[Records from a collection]

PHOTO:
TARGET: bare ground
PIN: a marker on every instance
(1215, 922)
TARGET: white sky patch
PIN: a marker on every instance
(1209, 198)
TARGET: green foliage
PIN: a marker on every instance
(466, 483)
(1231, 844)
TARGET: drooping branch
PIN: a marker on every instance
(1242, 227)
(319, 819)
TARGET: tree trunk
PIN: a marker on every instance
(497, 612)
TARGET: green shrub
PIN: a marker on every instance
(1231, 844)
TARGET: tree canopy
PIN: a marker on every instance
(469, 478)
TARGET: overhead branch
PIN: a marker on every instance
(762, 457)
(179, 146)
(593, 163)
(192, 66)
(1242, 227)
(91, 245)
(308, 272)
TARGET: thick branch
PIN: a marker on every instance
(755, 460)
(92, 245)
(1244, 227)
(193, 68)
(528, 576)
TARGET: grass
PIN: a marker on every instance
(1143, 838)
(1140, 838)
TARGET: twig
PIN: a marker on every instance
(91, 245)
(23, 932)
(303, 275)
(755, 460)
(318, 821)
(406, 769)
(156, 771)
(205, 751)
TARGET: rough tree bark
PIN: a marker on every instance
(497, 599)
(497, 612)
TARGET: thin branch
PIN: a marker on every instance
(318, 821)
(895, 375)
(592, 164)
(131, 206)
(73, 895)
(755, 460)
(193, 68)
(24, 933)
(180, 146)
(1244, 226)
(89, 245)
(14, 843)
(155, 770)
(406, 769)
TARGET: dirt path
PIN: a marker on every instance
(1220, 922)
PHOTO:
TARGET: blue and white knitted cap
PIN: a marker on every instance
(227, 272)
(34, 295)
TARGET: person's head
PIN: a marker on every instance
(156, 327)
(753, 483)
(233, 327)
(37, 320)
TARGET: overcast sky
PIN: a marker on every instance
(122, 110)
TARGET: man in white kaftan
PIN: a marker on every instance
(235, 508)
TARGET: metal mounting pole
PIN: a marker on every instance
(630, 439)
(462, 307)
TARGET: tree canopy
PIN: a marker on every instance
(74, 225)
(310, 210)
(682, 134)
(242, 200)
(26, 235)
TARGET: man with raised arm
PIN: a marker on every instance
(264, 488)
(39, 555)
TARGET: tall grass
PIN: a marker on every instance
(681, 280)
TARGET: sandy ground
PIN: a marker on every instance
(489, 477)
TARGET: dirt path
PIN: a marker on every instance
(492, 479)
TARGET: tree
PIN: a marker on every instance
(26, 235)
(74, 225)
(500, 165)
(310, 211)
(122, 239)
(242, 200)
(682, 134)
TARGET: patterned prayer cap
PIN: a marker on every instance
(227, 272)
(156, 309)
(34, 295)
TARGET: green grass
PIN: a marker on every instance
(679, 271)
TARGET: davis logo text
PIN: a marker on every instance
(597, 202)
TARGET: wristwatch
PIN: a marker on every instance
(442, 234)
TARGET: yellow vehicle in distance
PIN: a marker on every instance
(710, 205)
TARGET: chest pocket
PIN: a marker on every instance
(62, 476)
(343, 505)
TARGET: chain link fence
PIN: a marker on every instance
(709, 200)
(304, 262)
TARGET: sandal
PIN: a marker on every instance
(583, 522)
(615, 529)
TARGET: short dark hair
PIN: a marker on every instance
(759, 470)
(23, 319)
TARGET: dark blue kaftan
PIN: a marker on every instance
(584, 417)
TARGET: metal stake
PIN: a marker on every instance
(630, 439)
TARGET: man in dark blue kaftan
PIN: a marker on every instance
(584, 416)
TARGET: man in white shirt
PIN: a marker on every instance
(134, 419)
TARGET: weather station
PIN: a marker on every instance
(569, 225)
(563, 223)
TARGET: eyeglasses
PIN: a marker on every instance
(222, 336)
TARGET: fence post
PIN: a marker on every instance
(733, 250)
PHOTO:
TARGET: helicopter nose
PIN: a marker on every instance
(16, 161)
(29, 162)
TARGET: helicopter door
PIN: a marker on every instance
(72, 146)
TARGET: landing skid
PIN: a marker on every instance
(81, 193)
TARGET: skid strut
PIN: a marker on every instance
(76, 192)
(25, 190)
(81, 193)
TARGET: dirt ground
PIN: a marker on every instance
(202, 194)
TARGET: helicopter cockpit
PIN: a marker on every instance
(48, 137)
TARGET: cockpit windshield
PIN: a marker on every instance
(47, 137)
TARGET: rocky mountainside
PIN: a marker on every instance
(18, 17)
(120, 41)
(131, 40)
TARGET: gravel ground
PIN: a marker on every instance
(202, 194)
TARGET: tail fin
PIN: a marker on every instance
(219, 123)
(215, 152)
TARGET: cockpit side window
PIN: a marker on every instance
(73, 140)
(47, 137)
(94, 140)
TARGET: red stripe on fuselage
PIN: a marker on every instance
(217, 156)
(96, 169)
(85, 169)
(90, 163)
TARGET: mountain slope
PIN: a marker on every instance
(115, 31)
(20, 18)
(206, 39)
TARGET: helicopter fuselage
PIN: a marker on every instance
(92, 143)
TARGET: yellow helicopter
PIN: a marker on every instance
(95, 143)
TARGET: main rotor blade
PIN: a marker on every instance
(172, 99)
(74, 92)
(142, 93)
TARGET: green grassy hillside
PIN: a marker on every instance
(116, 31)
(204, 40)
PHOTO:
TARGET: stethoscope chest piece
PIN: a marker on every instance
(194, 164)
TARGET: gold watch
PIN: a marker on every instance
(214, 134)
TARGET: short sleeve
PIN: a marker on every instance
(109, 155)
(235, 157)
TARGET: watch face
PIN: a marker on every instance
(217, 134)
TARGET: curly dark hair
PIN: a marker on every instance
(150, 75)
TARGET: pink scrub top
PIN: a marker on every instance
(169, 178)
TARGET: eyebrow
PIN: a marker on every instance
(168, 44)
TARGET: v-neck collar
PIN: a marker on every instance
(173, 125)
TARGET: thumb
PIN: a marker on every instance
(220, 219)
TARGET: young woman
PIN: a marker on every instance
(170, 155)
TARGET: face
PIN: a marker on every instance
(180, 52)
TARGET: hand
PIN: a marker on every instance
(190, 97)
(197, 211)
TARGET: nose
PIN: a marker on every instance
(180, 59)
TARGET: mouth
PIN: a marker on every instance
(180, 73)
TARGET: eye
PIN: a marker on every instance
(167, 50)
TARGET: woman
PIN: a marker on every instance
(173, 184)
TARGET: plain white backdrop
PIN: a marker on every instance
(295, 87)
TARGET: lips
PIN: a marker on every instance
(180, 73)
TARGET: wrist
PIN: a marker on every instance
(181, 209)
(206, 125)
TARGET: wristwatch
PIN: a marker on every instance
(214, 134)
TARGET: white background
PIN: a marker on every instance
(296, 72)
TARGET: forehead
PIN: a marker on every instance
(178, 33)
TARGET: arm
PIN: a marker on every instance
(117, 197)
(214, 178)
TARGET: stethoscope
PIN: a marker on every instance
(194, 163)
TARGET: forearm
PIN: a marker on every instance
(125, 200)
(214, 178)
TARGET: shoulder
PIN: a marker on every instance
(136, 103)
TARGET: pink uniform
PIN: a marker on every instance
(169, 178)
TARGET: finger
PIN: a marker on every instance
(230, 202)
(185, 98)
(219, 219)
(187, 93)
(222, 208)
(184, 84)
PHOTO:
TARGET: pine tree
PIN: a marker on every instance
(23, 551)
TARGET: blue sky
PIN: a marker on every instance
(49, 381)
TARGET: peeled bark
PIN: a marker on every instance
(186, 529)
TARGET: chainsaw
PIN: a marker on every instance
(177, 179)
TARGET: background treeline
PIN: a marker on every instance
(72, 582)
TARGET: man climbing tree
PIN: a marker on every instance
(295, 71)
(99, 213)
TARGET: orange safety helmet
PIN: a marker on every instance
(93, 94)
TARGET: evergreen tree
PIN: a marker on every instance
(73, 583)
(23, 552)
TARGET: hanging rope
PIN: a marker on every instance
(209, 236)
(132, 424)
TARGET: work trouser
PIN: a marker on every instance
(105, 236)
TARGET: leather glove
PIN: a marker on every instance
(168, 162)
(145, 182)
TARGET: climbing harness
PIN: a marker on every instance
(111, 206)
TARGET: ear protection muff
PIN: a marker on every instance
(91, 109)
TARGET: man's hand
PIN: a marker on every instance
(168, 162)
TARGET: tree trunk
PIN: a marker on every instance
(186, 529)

**What you should do**
Print exactly the lines between the line with "TARGET: hanging rope" and the final line of the records above, both included.

**Solution**
TARGET: hanging rope
PIN: a marker on every instance
(209, 236)
(132, 424)
TARGET: work trouser
PIN: a marker on every instance
(105, 236)
TARGET: leather glove
PIN: a marker on every instance
(168, 162)
(145, 182)
TARGET: climbing harness
PIN: a marker on every instance
(111, 206)
TARGET: ear protection muff
PIN: a marker on every instance
(91, 109)
TARGET: man's hand
PIN: a marker on every instance
(168, 162)
TARGET: tree trunk
PIN: a marker on every instance
(186, 529)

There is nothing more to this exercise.